When Dambudzo Marechera met Aaron Chiundura Moyo . . .A brief history of Zimbabwe’s language wars: Part 1 The late Dambudzo Marechera

Onai Mushava revisits the cold encounters of two of Zimbabwe’s best known writers, Dambudzo Marechera and Aaron Chiundura Moyo, in conversation with their contemporaries and critics.

Dambudzo Marechera’s moods switched between extremes like an Eskimo in Hades.

Everyone around him was the shadow of a conspiracy to be resisted with unpredictable outbursts.

Sometimes his big ideas had to be personalised against an immediate target; sometimes he was the drunken master with his unconscious in the open.

Aaron Chiundura Moyo, the renaissance man with a neat afro, cross belts and a hunky smile, politely brushed disses aside and gave nothing away. Yet both men could not feel at home during the writers’ workshops of the early 1980s.

Newly home from exile, Marechera never stuttered about being Zimbabwe’s best writer. Except that his manuscripts were hardly making it past the editors.

Some of these editors were Mambo Press’ Chenjerai Hove, ZPH’s Charles Mungoshi and College Press’ Stanley Nyamfukudza.

They felt Marechera was not communicating with “the people”; he was certain that the “village writers” were spiking him to protect their own turf.

Workshop organiser Nyamfukudza came around to publishing Mindblast not long before the 1984 book fair, but Marechera remembered him as the State agent who had helped writer-politician Eddison Zvobgo to strong-arm him away from the 1983 book fair.

Aaron Chiundura Moyo

Moyo had more modest reasons for feeling left out.

The Ziva Kwawakabva writer had found his way from a hard childhood at Shoeshine Farm and yard jobs in the city to the centre of the arts scene along with his brothers, sungura pioneer Jonah Moyo and mbira-guitar pioneer Joshua Dube.

But, in the early 1980s, homecoming scholars and writers in English, sidelined during the Rhodesian Literature

Bureau era, had taken over the Harare scene.

Moyo felt some type of way among them for not having finished school and broke this lettered company’s English-only code with his Shona presentations.

“Take him out; he is not a writer! Munyori, not an author,” was the first time Marechera played an Honourable Madisa on Moyo.

Although Musaemura Zimunya remembers Marechera holding no permanent grudges and never repeating an insult, Chiundura was not so lucky.

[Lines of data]

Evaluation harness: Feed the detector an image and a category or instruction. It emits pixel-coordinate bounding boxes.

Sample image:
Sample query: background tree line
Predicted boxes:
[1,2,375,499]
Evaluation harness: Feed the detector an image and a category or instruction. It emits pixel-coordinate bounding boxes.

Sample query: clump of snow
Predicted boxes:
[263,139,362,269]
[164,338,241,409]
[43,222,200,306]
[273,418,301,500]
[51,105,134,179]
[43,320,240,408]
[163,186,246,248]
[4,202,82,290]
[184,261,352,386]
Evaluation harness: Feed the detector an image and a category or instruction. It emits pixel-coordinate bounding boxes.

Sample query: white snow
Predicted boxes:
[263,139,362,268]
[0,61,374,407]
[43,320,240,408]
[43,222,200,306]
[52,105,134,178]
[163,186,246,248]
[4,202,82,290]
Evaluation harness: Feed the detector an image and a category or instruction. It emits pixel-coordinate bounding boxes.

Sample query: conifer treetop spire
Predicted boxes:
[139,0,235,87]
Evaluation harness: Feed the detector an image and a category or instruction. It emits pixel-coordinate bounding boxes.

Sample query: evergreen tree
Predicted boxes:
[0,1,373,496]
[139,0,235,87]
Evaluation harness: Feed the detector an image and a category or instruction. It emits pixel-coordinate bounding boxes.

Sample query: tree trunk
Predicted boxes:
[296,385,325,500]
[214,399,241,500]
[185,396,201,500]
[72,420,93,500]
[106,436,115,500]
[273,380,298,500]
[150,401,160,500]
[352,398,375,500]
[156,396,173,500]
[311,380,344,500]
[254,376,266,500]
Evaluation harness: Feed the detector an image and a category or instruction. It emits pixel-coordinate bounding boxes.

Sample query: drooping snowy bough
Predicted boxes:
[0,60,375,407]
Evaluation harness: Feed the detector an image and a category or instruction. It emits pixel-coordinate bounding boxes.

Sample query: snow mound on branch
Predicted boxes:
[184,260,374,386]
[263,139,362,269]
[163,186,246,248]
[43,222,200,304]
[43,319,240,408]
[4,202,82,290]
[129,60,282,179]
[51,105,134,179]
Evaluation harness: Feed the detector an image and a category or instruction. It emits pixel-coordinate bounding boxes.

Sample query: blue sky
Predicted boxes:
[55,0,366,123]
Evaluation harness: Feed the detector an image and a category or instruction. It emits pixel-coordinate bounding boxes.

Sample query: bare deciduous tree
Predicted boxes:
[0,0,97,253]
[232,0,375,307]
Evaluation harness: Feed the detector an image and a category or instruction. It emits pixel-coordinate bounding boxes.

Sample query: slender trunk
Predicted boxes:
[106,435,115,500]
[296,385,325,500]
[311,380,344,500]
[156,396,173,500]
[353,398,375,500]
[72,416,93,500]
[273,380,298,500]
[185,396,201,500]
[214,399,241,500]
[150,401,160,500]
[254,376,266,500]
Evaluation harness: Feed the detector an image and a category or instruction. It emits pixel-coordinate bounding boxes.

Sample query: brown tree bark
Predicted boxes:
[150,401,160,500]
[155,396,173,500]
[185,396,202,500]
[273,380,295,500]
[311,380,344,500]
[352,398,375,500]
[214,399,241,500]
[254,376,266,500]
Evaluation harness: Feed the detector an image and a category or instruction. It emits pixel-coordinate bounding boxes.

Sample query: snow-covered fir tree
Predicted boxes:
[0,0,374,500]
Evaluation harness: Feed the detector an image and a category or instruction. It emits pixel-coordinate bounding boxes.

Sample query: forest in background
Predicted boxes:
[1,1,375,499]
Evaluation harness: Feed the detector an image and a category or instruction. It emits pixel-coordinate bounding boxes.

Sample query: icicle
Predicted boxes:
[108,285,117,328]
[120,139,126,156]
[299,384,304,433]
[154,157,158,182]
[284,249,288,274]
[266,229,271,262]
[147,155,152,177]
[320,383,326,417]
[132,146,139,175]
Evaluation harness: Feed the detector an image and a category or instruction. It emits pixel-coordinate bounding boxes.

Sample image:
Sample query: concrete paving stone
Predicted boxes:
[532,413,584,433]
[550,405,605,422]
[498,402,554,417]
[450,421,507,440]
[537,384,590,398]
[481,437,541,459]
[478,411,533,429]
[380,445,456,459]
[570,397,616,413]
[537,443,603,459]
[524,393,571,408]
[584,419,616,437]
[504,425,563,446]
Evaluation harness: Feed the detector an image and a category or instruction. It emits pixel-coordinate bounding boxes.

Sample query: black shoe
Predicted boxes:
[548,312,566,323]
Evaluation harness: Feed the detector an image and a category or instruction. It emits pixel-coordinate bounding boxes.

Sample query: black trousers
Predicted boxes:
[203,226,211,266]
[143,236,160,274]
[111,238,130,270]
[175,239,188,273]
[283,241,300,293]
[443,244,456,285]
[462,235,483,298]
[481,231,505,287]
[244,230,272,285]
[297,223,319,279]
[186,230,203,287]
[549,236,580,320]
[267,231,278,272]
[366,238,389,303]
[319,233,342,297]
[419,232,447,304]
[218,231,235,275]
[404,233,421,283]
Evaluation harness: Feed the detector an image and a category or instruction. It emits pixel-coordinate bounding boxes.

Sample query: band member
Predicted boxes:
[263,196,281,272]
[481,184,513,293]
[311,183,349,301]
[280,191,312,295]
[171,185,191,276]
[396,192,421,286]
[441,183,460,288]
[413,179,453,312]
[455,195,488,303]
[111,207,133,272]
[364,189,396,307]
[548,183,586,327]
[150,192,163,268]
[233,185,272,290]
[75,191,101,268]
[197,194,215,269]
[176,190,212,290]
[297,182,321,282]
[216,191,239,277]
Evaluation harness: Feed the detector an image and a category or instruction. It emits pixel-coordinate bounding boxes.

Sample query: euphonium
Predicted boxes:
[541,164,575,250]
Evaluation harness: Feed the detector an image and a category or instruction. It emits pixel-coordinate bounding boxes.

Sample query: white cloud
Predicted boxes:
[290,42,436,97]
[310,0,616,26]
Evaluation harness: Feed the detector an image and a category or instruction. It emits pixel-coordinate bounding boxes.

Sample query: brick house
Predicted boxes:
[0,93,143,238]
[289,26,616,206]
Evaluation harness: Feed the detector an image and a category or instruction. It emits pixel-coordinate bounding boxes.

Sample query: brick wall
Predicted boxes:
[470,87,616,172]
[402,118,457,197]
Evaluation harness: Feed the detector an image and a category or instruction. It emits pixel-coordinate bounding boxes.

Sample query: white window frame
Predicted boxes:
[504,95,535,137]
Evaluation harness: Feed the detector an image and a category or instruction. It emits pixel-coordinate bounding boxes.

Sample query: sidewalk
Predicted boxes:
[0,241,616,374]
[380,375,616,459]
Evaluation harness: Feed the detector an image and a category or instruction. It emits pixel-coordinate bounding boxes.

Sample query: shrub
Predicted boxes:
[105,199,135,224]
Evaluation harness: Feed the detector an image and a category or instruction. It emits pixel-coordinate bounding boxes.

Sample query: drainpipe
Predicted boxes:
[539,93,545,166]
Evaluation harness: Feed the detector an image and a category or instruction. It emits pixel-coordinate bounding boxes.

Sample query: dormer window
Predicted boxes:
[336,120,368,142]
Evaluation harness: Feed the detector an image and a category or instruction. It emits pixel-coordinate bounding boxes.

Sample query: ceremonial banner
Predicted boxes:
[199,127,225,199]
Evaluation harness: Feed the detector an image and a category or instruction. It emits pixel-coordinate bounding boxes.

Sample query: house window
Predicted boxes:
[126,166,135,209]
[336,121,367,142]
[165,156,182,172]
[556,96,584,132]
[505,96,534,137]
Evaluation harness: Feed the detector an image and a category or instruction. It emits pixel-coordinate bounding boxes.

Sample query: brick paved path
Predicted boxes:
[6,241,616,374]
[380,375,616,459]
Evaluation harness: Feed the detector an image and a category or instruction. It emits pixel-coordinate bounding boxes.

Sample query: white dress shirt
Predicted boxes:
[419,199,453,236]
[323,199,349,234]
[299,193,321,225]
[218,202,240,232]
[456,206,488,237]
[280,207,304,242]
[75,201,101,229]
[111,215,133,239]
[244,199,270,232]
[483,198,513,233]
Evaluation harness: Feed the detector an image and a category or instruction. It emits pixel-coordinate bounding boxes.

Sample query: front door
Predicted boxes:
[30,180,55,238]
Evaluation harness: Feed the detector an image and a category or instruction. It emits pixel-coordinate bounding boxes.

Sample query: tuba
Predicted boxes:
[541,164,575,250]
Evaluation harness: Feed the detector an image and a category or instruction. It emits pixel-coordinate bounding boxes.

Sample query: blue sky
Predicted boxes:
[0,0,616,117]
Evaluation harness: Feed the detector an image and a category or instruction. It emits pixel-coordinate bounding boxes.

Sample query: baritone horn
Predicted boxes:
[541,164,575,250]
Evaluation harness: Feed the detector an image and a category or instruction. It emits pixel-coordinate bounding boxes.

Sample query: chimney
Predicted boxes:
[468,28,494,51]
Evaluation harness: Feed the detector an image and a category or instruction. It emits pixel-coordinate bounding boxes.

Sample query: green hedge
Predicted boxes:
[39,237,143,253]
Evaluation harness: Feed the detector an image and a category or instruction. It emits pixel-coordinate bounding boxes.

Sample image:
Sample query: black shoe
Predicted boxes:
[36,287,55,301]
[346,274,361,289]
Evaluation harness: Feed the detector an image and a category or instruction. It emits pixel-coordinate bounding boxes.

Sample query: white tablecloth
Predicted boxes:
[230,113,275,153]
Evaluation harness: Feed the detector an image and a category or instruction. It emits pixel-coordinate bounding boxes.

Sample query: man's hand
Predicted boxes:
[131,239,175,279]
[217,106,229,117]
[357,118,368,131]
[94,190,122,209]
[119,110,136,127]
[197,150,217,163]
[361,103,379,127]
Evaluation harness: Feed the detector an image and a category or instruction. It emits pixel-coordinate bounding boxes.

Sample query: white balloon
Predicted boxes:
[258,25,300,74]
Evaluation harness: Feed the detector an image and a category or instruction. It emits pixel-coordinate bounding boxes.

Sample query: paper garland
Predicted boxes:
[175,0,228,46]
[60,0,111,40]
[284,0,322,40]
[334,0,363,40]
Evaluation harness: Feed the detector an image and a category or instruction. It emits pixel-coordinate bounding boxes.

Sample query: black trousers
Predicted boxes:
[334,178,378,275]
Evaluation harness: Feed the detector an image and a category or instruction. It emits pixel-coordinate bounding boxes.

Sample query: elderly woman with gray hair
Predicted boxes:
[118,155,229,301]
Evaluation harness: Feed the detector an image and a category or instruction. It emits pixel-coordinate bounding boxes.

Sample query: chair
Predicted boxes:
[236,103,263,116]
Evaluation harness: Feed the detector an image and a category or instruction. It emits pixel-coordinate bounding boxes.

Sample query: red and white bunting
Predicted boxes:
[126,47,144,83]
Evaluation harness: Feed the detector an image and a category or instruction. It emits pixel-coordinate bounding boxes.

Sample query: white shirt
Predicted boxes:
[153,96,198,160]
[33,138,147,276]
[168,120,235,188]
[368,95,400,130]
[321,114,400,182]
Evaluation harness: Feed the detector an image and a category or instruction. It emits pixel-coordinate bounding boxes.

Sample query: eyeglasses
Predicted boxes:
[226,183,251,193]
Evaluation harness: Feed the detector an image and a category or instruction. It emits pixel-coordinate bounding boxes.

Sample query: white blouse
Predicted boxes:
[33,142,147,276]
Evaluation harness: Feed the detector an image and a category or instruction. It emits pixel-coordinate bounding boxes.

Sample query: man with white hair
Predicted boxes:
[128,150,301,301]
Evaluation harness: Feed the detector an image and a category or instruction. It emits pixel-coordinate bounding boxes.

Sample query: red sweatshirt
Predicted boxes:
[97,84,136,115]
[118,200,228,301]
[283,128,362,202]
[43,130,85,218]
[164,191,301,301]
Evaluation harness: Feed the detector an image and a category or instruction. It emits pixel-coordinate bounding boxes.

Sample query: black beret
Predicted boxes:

◆ **Exercise task**:
Set down the passage of the article on Marechera and Moyo from "Dambudzo Marechera’s moods" to "the early 1980s.", word for word. The records are not required for any of the tasks.

◆ **Task answer**:
Dambudzo Marechera’s moods switched between extremes like an Eskimo in Hades.

Everyone around him was the shadow of a conspiracy to be resisted with unpredictable outbursts.

Sometimes his big ideas had to be personalised against an immediate target; sometimes he was the drunken master with his unconscious in the open.

Aaron Chiundura Moyo, the renaissance man with a neat afro, cross belts and a hunky smile, politely brushed disses aside and gave nothing away. Yet both men could not feel at home during the writers’ workshops of the early 1980s.